## DIRECTIVE
Write out the lines below word for word, starting with the line that contains "Might I ask you to point at the forested" and going on through the line that contains "point(648, 692)". Leave the pictures out.

## ENTRIES SHOWN

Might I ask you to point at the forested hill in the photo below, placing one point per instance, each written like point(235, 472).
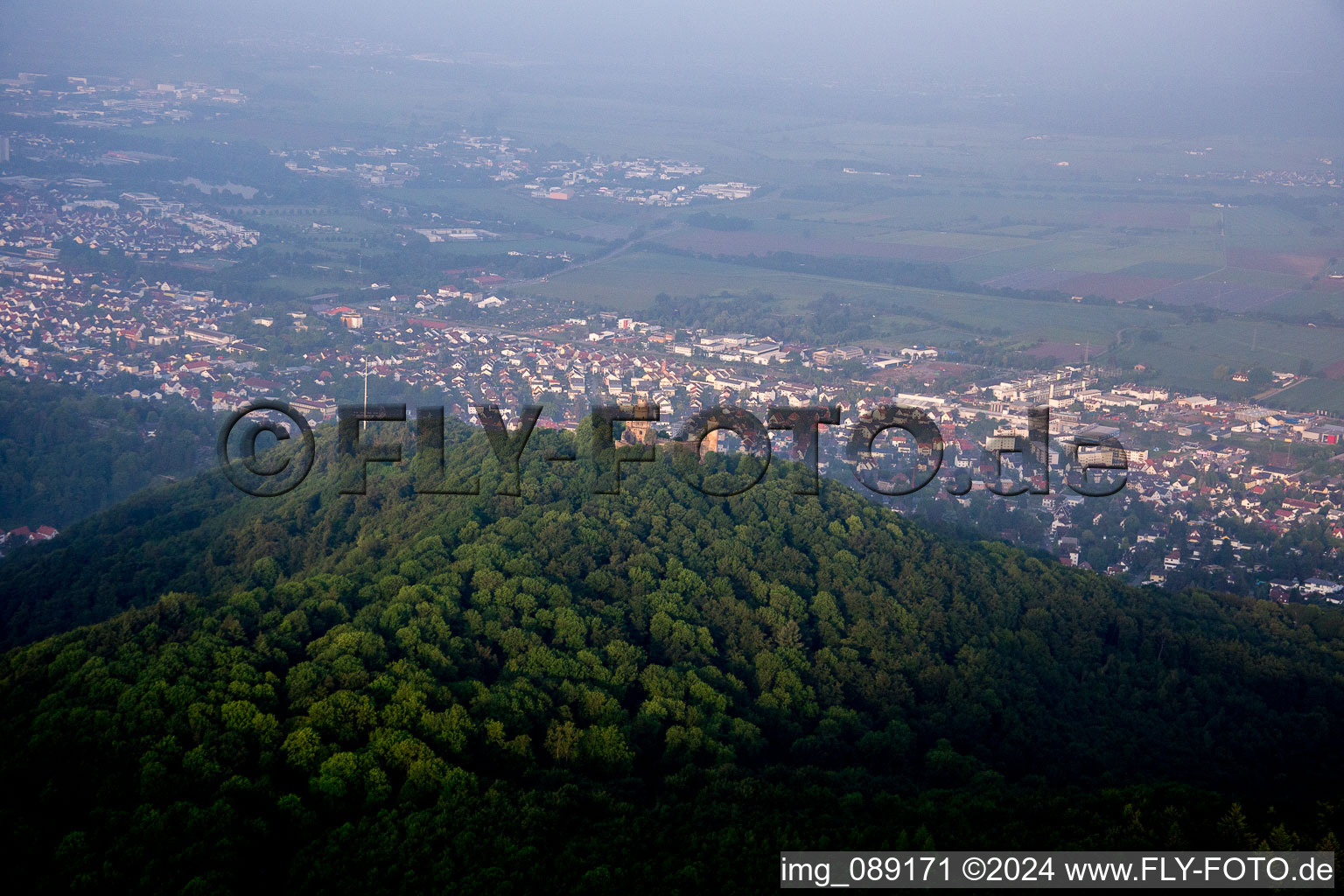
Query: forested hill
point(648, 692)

...

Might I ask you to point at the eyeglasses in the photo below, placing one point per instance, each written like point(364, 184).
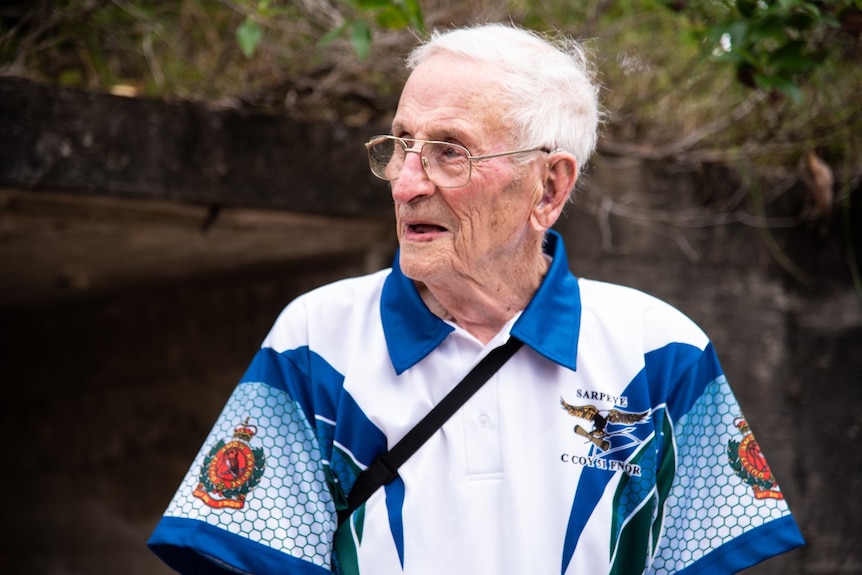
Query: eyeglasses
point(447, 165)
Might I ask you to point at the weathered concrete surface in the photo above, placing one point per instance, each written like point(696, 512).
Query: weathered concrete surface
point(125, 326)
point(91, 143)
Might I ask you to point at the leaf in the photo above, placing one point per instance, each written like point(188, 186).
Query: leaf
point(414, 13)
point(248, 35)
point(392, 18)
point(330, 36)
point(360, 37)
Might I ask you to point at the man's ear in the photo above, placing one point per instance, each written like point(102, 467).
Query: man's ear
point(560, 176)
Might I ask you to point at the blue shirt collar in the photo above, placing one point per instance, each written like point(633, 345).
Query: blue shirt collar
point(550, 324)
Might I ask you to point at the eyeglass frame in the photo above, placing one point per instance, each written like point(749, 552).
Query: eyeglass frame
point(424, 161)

## SOLVED EXERCISE
Might I ask you to point at the forested hill in the photo below, placing one point per instance, each written like point(235, 472).
Query: forested hill
point(648, 692)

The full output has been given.